Sjoe, Sis, This is a deep topic, neh? When HIV came out to the public in the 80s, there was a panic, chom. People were scared because they didn't have much information - and as we know, fear is a dangerous thing. Makes people act some typa way.

Joh, babes, all types of rumours came out about HIV, even blaming certain communities for causing it. All lies, of course. Did you know it was once misunderstood and referred to as GRID, or Gay-Related Immune Deficiency, which led to the public believing that it was only limited to gay men.Haibo!

And you are 100% correct, by now one would think everyone has been given the true deets about what exactly HIV is, but not everyone has the memo chom. And that is for many reasons; lack of resources, access to information, or even being part of a community that still teaches the wrong thing out of ignorance or fear.

Joh, it is complicated.

All I can say is get your facts in order, chom. Knowing the facts (like that HIV is transmitted only through specific body fluids and situations) makes it easier to educate others and stop the spread of misinformation. When you hear someone repeating a harmful myth, jump in with the truth—and do it in a way that’s kind but firm.

Stand Up to Judgment, Even When It's Hard

If you hear a friend or family member making a hurtful comment about HIV, call it out. Try saying something like:

  • “Actually, that’s not true, and comments like that hurt more than they help.”

▶ **Dataset excerpts**
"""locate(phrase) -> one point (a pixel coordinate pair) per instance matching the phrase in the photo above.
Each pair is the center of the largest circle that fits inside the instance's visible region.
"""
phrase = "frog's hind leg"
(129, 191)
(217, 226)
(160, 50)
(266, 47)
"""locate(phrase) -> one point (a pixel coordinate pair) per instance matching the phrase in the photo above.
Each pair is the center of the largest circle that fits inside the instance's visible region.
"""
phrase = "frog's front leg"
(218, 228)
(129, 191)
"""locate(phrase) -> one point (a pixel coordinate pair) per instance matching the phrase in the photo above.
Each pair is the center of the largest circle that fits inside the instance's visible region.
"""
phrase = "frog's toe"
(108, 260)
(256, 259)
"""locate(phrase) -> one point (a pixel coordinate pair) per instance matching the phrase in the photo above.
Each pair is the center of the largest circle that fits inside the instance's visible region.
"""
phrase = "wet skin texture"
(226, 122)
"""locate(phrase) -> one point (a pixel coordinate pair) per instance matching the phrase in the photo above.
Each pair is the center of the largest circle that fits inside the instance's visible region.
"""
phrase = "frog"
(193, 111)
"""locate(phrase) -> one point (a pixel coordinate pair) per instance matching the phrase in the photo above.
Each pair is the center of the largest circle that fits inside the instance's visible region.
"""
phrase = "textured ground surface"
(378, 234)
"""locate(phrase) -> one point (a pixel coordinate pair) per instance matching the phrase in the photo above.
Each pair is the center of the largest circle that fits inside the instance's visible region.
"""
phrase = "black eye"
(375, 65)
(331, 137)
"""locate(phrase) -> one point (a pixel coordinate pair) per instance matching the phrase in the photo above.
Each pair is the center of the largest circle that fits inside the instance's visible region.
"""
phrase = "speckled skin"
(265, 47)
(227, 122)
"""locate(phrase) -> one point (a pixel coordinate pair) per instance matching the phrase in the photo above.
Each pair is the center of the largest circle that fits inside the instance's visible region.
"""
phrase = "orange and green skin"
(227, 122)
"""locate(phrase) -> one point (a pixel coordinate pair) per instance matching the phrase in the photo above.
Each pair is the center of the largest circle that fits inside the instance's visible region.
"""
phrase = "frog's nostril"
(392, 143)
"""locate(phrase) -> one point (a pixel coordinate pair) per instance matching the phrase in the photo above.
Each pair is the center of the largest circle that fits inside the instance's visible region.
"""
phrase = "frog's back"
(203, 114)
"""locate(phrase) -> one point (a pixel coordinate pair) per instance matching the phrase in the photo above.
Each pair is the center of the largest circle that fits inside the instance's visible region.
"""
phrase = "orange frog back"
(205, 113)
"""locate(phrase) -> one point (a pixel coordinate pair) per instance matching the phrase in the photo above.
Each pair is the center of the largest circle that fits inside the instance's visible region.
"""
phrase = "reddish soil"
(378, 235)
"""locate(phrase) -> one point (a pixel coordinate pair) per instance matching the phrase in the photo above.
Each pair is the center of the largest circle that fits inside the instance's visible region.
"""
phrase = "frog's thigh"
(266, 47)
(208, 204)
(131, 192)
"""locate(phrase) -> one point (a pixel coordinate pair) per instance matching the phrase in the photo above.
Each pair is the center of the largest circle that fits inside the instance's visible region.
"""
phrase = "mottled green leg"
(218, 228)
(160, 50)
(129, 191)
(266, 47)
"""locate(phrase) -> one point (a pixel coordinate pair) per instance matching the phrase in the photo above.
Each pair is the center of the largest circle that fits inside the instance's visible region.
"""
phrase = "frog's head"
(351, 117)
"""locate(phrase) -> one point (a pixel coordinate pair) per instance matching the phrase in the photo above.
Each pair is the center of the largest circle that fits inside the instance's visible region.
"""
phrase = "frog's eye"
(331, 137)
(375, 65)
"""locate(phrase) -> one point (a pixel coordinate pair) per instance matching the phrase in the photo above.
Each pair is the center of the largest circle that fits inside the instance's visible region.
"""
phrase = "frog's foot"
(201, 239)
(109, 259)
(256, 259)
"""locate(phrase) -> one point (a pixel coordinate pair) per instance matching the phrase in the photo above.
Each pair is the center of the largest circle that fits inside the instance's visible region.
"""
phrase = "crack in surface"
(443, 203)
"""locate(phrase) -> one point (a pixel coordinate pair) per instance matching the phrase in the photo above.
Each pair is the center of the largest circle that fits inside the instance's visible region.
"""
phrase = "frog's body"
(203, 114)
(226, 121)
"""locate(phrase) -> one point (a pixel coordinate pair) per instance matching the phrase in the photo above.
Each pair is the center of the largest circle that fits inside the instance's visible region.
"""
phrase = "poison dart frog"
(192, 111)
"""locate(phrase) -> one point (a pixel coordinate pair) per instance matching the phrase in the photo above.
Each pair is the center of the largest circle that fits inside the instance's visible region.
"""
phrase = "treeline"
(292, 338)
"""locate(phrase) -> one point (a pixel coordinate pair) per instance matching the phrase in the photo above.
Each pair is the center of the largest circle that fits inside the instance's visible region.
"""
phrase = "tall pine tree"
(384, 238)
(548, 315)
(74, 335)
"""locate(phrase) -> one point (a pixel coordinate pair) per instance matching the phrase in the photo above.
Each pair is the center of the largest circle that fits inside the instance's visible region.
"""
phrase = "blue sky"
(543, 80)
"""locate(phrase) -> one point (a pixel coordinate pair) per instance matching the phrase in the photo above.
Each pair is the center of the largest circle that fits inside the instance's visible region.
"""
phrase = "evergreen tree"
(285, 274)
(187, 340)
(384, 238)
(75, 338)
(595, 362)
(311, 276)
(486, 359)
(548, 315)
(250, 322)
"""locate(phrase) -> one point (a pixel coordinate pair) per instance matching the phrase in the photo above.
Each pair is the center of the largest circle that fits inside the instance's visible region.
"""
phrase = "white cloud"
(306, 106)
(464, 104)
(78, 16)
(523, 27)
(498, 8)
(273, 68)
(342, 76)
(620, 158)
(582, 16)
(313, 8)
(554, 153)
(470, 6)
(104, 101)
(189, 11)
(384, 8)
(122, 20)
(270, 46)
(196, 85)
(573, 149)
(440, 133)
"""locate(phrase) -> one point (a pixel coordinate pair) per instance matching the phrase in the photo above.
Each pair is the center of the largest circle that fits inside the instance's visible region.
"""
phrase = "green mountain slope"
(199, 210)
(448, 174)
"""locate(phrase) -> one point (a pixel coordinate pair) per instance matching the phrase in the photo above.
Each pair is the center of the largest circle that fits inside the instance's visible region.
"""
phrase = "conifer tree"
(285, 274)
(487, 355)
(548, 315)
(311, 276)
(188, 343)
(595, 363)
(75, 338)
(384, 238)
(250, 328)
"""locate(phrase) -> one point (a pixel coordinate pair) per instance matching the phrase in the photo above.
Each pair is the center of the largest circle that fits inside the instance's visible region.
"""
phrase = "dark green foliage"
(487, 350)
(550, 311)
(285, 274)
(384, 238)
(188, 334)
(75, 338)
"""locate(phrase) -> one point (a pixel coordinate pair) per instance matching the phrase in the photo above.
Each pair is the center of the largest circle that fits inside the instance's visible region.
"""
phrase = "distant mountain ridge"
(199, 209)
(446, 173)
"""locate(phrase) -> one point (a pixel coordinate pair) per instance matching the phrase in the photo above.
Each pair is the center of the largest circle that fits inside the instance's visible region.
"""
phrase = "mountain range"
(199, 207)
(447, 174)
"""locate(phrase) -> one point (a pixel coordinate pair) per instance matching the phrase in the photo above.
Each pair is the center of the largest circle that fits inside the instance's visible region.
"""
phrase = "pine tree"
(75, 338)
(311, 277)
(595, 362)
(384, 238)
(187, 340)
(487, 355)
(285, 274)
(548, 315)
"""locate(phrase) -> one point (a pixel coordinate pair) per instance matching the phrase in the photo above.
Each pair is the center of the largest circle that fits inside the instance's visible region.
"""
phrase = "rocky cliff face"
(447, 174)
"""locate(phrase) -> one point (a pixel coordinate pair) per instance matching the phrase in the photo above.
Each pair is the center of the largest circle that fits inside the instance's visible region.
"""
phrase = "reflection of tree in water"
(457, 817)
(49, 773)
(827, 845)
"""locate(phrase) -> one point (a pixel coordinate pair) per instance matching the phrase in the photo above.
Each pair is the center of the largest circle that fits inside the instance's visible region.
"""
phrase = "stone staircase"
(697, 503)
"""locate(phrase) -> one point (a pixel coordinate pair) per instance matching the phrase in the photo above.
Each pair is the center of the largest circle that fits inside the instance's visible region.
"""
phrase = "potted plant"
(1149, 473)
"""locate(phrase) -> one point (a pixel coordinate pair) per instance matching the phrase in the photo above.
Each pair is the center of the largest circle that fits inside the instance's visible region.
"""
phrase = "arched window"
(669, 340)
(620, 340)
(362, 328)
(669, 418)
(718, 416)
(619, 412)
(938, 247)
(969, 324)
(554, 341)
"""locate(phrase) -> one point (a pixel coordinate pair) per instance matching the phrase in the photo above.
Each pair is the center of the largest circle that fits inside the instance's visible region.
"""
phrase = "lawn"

▶ **How to complete this task**
Reproduce the entire text above about HIV myths and stigma, word for word.

▶ **Exercise output**
Sjoe, Sis, This is a deep topic, neh? When HIV came out to the public in the 80s, there was a panic, chom. People were scared because they didn't have much information - and as we know, fear is a dangerous thing. Makes people act some typa way.

Joh, babes, all types of rumours came out about HIV, even blaming certain communities for causing it. All lies, of course. Did you know it was once misunderstood and referred to as GRID, or Gay-Related Immune Deficiency, which led to the public believing that it was only limited to gay men.Haibo!

And you are 100% correct, by now one would think everyone has been given the true deets about what exactly HIV is, but not everyone has the memo chom. And that is for many reasons; lack of resources, access to information, or even being part of a community that still teaches the wrong thing out of ignorance or fear.

Joh, it is complicated.

All I can say is get your facts in order, chom. Knowing the facts (like that HIV is transmitted only through specific body fluids and situations) makes it easier to educate others and stop the spread of misinformation. When you hear someone repeating a harmful myth, jump in with the truth—and do it in a way that’s kind but firm.

Stand Up to Judgment, Even When It's Hard

If you hear a friend or family member making a hurtful comment about HIV, call it out. Try saying something like:

  • “Actually, that’s not true, and comments like that hurt more than they help.”